* _WORK INSTRUCTIONS_
The stretch from the line with "Produce the pixel-accurate" through the line with "1L598 32L566 0ZM500" in the records below: write it out exactly, and nothing else.

* _INFORMATION SHOWN_
BEGIN

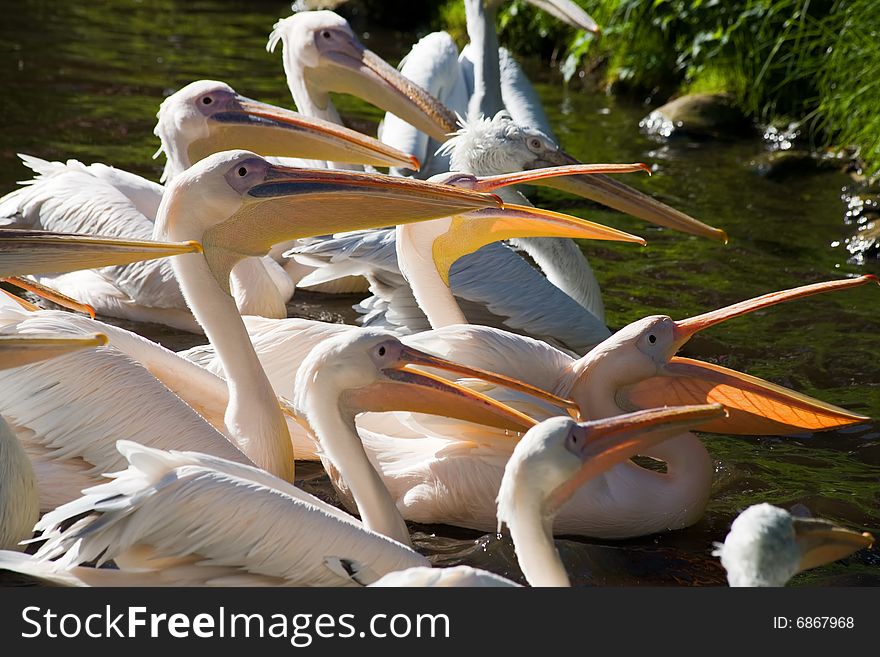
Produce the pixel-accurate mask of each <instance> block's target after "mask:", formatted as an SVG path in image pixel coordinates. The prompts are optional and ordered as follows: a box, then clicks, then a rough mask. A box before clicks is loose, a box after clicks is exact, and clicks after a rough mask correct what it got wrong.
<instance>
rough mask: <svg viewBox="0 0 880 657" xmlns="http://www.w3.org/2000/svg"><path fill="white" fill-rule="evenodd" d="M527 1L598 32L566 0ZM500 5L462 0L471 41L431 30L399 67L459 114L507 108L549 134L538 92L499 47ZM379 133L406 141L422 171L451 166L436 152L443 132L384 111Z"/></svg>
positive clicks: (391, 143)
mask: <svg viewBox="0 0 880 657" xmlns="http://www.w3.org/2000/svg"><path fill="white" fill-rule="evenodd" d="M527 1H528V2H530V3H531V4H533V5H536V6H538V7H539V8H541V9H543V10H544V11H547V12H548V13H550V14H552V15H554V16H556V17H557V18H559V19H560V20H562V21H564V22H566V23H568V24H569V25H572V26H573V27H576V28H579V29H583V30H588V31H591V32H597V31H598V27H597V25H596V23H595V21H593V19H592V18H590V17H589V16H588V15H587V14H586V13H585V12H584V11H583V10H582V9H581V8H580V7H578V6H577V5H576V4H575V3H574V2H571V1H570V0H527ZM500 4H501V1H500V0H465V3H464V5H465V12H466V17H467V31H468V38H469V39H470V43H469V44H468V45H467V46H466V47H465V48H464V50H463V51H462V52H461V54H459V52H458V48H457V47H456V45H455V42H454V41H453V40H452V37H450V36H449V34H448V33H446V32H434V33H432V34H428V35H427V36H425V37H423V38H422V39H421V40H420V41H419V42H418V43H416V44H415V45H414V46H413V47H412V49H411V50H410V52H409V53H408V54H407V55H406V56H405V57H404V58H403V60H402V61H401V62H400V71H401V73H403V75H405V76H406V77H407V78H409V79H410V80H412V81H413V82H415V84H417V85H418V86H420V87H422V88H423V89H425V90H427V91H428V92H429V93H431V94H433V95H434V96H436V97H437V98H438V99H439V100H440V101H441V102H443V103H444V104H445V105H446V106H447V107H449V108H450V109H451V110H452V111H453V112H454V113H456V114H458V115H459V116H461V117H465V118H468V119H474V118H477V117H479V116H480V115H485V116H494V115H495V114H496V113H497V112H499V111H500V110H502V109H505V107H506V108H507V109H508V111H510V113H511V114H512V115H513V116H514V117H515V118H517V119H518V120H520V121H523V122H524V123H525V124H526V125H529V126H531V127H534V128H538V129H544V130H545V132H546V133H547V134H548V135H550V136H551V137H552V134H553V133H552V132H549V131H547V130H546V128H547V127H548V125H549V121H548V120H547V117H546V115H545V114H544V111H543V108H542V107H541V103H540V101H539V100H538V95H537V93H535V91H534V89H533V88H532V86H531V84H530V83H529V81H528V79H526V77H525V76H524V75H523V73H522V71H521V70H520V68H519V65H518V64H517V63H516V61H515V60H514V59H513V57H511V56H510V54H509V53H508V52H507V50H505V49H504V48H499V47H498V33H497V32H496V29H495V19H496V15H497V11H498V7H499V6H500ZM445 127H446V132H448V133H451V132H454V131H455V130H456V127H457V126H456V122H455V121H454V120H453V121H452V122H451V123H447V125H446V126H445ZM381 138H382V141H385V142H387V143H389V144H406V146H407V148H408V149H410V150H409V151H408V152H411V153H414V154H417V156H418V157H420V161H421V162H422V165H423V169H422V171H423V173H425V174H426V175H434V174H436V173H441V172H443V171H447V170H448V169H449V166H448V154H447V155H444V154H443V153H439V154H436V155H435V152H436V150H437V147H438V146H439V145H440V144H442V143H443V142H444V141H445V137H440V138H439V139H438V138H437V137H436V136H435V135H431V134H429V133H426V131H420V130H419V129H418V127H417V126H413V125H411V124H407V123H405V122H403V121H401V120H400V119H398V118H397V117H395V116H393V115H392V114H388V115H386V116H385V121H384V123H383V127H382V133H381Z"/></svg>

END
BEGIN

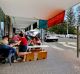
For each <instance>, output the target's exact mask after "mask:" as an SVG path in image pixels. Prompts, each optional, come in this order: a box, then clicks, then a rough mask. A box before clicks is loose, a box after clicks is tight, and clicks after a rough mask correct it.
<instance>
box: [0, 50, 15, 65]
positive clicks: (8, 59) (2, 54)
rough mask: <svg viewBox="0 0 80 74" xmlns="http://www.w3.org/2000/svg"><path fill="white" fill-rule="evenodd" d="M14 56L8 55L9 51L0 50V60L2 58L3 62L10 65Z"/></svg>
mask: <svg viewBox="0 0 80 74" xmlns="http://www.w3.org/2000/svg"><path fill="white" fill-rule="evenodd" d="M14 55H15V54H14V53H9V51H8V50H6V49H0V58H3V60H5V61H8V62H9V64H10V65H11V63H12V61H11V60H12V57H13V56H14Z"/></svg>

END

* _ANSWER AREA_
Produce the pixel-accurate mask of each <instance> block's target after "mask:", formatted as an SVG path in image pixel coordinates. The prompts are optional and ordered as follows: a box, then clicks, then a rough mask. A box before clicks is loose, a box after clicks is exact, and clicks after a rough mask correct what it got wrong.
<instance>
rough mask: <svg viewBox="0 0 880 657" xmlns="http://www.w3.org/2000/svg"><path fill="white" fill-rule="evenodd" d="M527 1L598 32L566 0ZM500 5L462 0L471 41L431 30L399 67L459 114L507 108L549 134L538 92L499 47ZM379 133L406 141L422 171L451 166L436 152L443 132L384 111Z"/></svg>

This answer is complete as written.